By: Sachin Aggarwal, Chief Executive Officer, Think Research

The COVID-19 pandemic reaffirmed the importance of digitizing healthcare in Canada and ensuring our system can keep pace with rapidly changing industry needs. When the pandemic hit, the disconnect between healthcare systems was glaring, and left us unable to properly manage vaccines, track variants, who was getting sick, and how the virus was being transmitted, which dramatically slowed our response.

We must do better.

We need to overhaul our disparate, ill-equipped healthcare system with one that standardizes data and enables seamless communication between software systems that don’t normally talk to each other. This will be to the benefit of both patients and healthcare providers, as it will enable them to easily access critical information like medical records and test results seamlessly and securely in just a few clicks, regardless of when or where they received treatment. Connecting the dots and ensuring healthcare systems in communities across the country can communicate is pivotal to preventing healthcare spending waste and making tangible improvements to patient care moving forward.

It appears that change could be coming – a recent report from a federal advisory group has recognized the necessity to digitize healthcare in Canada. The group is urging the federal and provincial governments to create a national agency that will set standards for the collection and sharing of health data to improve patient care and respond more quickly to future threats, including pandemics. The report also said governments across Canada need to change privacy laws to enable health records and data to be more easily shared with patients, medical providers, and public health officials.

[Point localization material]
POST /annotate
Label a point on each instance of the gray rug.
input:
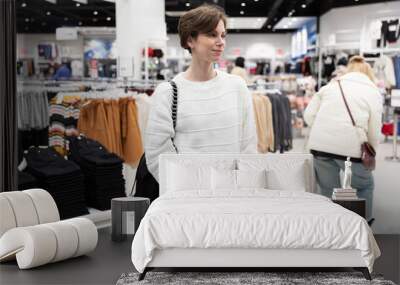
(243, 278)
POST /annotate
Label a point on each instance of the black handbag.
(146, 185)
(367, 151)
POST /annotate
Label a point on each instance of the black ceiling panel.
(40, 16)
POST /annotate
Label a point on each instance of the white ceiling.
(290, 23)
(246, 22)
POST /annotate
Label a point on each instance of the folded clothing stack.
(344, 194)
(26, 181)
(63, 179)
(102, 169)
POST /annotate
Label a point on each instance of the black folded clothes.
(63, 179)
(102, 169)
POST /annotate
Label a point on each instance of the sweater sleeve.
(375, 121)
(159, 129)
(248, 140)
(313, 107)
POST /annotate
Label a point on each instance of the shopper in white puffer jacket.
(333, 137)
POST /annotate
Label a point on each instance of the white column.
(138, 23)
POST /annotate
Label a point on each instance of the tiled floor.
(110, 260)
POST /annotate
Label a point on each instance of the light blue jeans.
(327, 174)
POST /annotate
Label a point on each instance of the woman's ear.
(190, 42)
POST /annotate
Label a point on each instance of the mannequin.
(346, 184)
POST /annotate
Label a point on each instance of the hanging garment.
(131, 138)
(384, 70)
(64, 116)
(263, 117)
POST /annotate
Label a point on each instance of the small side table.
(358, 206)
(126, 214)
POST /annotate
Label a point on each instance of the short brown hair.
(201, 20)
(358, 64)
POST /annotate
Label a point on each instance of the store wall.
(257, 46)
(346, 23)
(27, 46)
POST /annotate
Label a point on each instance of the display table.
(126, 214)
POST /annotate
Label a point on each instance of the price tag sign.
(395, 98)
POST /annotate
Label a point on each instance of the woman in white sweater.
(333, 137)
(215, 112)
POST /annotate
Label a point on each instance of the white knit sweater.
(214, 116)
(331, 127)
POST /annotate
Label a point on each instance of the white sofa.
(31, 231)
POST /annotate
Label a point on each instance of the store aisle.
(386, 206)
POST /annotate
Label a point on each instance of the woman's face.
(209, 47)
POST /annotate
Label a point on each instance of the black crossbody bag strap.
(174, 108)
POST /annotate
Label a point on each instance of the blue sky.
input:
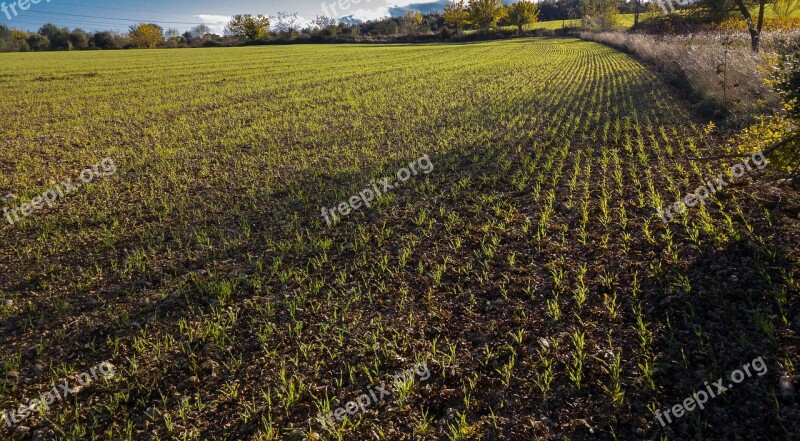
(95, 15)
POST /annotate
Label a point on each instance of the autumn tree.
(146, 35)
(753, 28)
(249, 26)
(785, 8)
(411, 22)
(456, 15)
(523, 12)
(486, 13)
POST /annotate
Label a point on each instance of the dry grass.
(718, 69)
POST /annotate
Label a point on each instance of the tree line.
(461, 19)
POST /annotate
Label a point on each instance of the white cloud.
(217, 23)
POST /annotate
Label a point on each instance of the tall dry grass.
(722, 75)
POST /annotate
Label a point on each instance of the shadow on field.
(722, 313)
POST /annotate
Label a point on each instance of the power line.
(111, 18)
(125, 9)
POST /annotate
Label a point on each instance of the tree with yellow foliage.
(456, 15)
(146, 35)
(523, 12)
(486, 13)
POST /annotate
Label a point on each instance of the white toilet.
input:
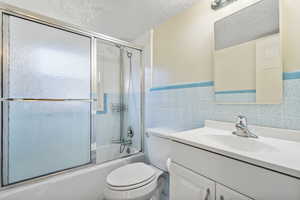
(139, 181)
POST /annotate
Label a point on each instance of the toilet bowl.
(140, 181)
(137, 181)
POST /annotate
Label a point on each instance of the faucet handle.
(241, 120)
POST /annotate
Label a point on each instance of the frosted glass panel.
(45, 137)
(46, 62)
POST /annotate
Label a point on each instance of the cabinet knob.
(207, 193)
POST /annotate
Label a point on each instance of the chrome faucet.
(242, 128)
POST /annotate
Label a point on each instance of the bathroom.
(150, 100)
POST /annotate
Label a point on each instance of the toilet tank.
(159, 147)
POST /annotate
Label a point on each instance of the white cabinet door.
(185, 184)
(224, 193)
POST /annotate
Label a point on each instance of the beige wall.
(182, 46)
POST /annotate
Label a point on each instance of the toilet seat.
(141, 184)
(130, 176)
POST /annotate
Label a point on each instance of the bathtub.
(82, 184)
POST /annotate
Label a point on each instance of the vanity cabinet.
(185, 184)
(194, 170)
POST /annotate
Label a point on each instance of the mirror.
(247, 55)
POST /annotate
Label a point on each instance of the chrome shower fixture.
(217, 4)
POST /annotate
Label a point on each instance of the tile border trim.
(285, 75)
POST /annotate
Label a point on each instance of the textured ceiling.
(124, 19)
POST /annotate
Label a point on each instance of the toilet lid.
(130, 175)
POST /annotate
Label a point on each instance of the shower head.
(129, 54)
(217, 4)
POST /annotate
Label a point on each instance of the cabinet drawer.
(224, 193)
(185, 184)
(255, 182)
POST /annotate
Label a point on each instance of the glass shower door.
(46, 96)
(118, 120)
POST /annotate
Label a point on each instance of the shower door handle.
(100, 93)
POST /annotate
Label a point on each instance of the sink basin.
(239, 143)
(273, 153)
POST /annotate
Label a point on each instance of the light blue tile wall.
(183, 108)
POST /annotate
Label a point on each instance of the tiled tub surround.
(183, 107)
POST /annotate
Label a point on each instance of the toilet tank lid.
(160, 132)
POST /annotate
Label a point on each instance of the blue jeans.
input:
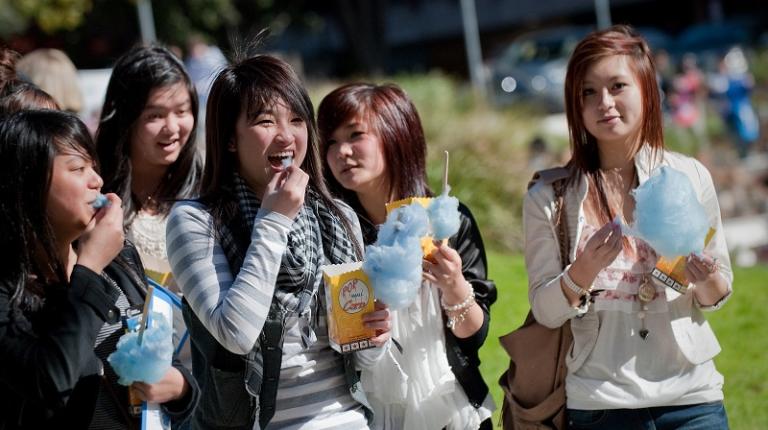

Tasks and exercises
- A) Rewrite the paragraph of the article on digitizing healthcare in Canada that opens with "We need to overhaul" as a short bulleted list that keeps its main facts.
- B) From the article on digitizing healthcare in Canada, extract the passage that begins at the words "The COVID-19 pandemic" and ends after the words "must do better.".
- C) Continue the article on digitizing healthcare in Canada from the end of its last paragraph.
This material was taken from a separate source.

Answers provided
- A)
- Canada's disparate, ill-equipped healthcare system needs to be replaced with one that standardizes data and lets software systems that don't normally talk to each other communicate seamlessly.
- This would benefit both patients and providers, who could access medical records and test results securely in a few clicks, regardless of when or where treatment was received.
- Connecting healthcare systems in communities across the country is pivotal to preventing wasteful healthcare spending and improving patient care.

- B)
The COVID-19 pandemic reaffirmed the importance of digitizing healthcare in Canada and ensuring our system can keep pace with rapidly changing industry needs. When the pandemic hit, the disconnect between healthcare systems was glaring, and left us unable to properly manage vaccines, track variants, who was getting sick, and how the virus was being transmitted, which dramatically slowed our response.

We must do better.

- C)
While it’s great to see the federal government finally acknowledge a major problem that private companies in the healthcare industry have been flagging for years, creating an agency to overhaul Canada’s healthcare system and set the standards for data sharing is simply not the answer.  

Going that route will be too slow, too expensive and won’t set us up to move at the pace of technology or meet the expectations of today’s patients. The key to effectively digitizing Canada’s healthcare system and ensuring information is secure, yet accessible is involving private industry from day one. The private sector holds the majority of critical data needed to connect the dots and already has much of the technology, resources, and know-how in place. We’re equipped to make change much quicker. 

At Think Research, we’ve been successfully enhancing communication between Canada’s healthcare systems for years. Our eReferrals product is one example. eReferrals enables physicians to find and refer patients to specialists in their area directly from most electronic medical record (EMR) systems. Referring physicians can track the status of referrals to ensure appointments were successful and keep patients informed with automatic notifications on a patient portal. The solution keeps everyone informed and makes information sharing easy – this is what needs to happen on a broader scale across our healthcare system.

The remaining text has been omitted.